* _Given records_:
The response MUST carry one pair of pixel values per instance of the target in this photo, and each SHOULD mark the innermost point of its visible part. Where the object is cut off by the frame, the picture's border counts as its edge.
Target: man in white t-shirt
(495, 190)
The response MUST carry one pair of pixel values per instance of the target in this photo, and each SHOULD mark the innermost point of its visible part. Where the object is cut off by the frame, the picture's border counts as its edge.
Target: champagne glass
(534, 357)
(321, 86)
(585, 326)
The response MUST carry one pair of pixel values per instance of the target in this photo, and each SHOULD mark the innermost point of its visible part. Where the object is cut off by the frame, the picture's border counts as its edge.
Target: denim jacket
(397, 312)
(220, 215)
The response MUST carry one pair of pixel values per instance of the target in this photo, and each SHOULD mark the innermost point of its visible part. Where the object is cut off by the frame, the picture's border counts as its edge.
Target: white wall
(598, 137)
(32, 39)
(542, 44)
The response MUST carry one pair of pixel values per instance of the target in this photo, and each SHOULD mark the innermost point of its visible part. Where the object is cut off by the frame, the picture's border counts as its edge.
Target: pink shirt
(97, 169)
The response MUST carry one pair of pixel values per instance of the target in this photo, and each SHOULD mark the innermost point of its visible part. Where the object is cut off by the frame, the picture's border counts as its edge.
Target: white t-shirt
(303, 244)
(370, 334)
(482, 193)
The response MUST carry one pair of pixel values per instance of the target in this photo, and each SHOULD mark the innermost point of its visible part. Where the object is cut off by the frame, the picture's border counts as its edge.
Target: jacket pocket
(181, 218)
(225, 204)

* _Objective_: Convert the items above into a two-column CSV with the headers item_text and answer, one row per item. Wrap each field in double quotes and replace any line breaks inside a field with spaces.

* _Answer for the task_:
item_text,answer
"The response MUST carry one pair of pixel values per instance of the target in this photo, and each SHOULD mark the innermost point of its visible part. Where the object is cut off by the frame, the picture's border counts as its edge. Target: man in white t-shirt","(495, 190)"
"The response MUST carry one pair of pixel values per instance of the target in this photo, and each SHOULD mark the innermost point of its visible part. Where the object is cut off by the frame, the picture's border counts as its edge. Target: champagne glass","(534, 357) (321, 86) (585, 326)"
"The response MUST carry one pair of pixel values per instance of the target in this photo, and each SHOULD mark the innermost point of its visible part. Where the object is cut off by the frame, the picture's border counts as its edge. Target: denim jacket","(397, 312) (220, 215)"
"The response MUST carry one pair of pixel values per instance of the target in this photo, and each SHOULD mark the innermost point of its visible part. Where the object is cut off by the frame, the picture's border counts as its edge. Target: white wall","(598, 137) (32, 39) (542, 44)"
"The response MUST carry one pair of pixel values per instance of the target in this photo, and each SHOULD mark the innermost point of its visible part. Where the object is cut off by the frame, the picture's border counts as its edge. Target: pink shirt","(97, 169)"
"The response MUST carry one pair of pixel values per instance of the target in this photo, and each SHOULD mark the innermost point of its visible part. Where the object is cut off by the frame, the picture's border counts as its edge. Target: white t-shirt","(303, 244) (370, 334) (482, 193)"
"The response MUST carry one pair of pixel values per instance of the target in this photo, and each SHOULD mark the innermost point of its visible part. Where the object is cut off by the frame, the picture's border counts as its edge. Target: jacket pocket","(181, 218) (225, 204)"